WORK INSTRUCTION A:
Write out, word for word, the part of the passage on spiritual openness that begins with the words containing "What spiritual practices" and ends with "at this threshold?".
WORK INSTRUCTION B:
The passage on spiritual openness quotes a line saying Eucharistic adoration is accessible to everyone and then names specific groups of people. List those groups.

TEXT SEGMENT:
============
Next, Weddell moves into a section aptly titled “God with Us.” Here, she stresses the power of Eucharistic adoration (which is not a devotion for the already devout or an escape from helping a neighbor in need) as a form of evangelization well-suited for the postmodern mindset. “Adoration is experiential, mysterious, and accessible to everyone: the non-baptized, the non-Catholic, the unchurched, the lapsed, the badly catechized, the wounded” and so on. Adoration is like “spiritual radiation therapy” because the soul is placed directly in the presence of Christ “in the trust that he will act if we leave the door open the merest crack. All it requires is the ability to sit down.” I’m very certain this is exactly what happened to me during my senior year of high school and into college.
Finally, initial openness to change cannot be mistaken for intentional discipleship. This is often the case in the Church at a time where acknowledging openness to personal change moves one beyond the communal spiritual norm. Hence it is the case that, according to Weddell, “Catholics who move into a stage of spiritual development that is beyond their particular community’s experience may quickly discover that their family, friends, and fellow parishioners are uncomfortable with this new development.” Openness creates a challenge and, “We need to recognize the presence of a hidden hemorrhage fueled by spiritual growth in our parishes. Numerous Catholics are experiencing spiritual longings but may have little or no language for what they seek…Their spiritual antennae are up, and they are quietly looking for people who might know, for clues, for guidance.”
Often these seekers find that their needs are not being met in the Church, and many leave – motivated to do so by “a loss of spiritual hope that eventually turns into a loss of trust.” Many of them enter the Protestant world. However, we are beginning to see that in parishes where discipleship is spoken about openly, seekers hidden in the shadows are emerging. A culture of intentional discipleship is attracting the low-hanging fruit already in our midst – people already baptized and Catholic. According to Weddell, “All we need to do is recognize, honor, nourish, and support the work of the Holy Spirit in their hearts, and we will gain radiant new disciples.” Personal openness must be met and fostered by communal openness. Our community must be open to the radical transformation offered by the Holy Spirit.
What times in your life can you identify as times of openness to God?
What spiritual practices have helped you remain open to God?
Look at Sherry’s suggestions for fostering openness. Which of these would you be comfortable practicing?
How can our parishes become places where openness is encouraged and supported? What can you do to support someone at this threshold?
============
DATA PROVIDED:
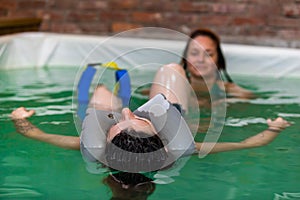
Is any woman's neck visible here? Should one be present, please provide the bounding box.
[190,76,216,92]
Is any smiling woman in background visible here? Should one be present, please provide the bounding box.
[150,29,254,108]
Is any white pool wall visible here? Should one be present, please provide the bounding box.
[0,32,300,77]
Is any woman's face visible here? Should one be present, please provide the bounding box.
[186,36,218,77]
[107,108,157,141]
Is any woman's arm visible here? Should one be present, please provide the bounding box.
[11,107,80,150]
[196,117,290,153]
============
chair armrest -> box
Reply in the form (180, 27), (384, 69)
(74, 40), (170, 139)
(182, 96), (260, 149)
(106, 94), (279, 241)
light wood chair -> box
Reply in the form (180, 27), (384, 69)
============
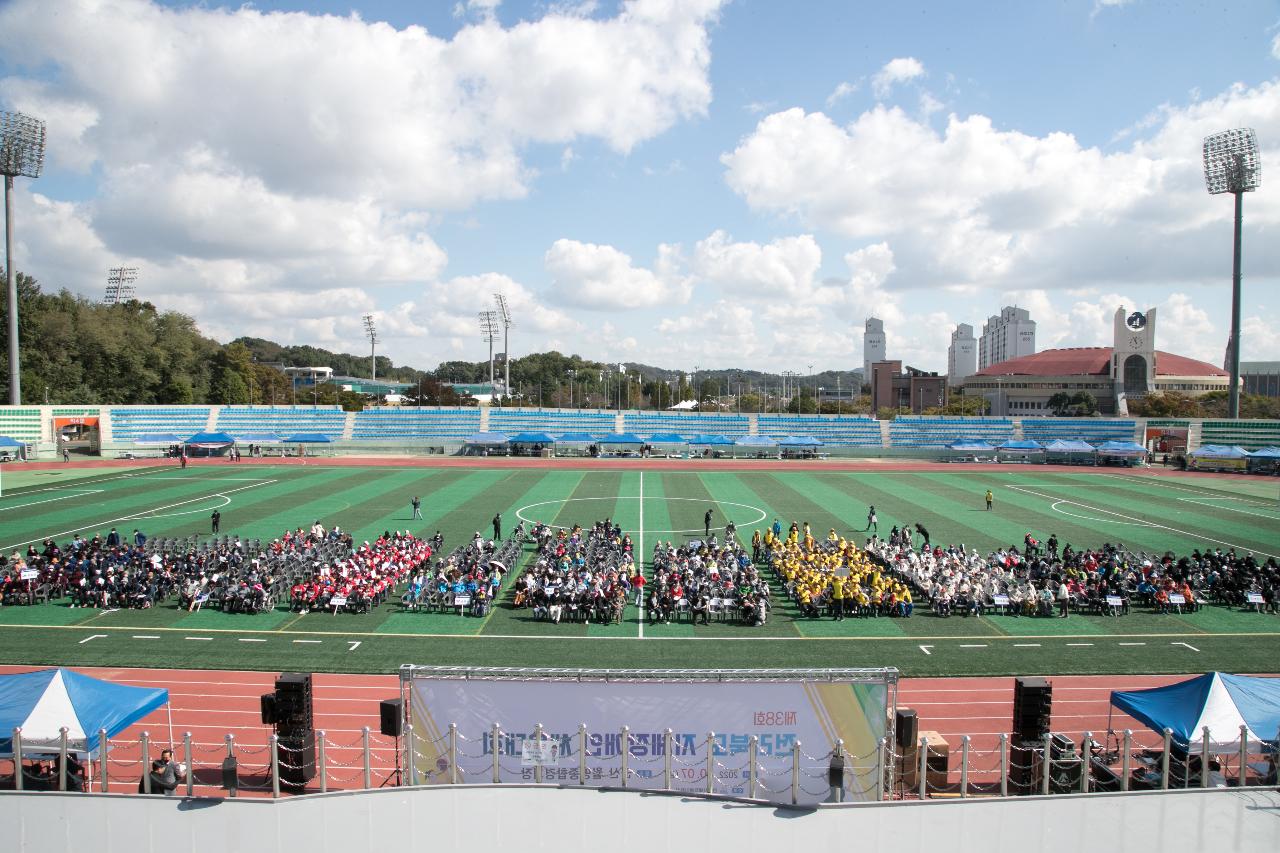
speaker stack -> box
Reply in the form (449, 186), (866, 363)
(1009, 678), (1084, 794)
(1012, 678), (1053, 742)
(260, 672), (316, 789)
============
TASK OUTPUT A:
What spiritual practices have helped you remain open to God?
Look at Sherry’s suggestions for fostering openness. Which of these would you be comfortable practicing?
How can our parishes become places where openness is encouraged and supported? What can you do to support someone at this threshold?

TASK OUTPUT B:
- the non-baptized
- the non-Catholic
- the unchurched
- the lapsed
- the badly catechized
- the wounded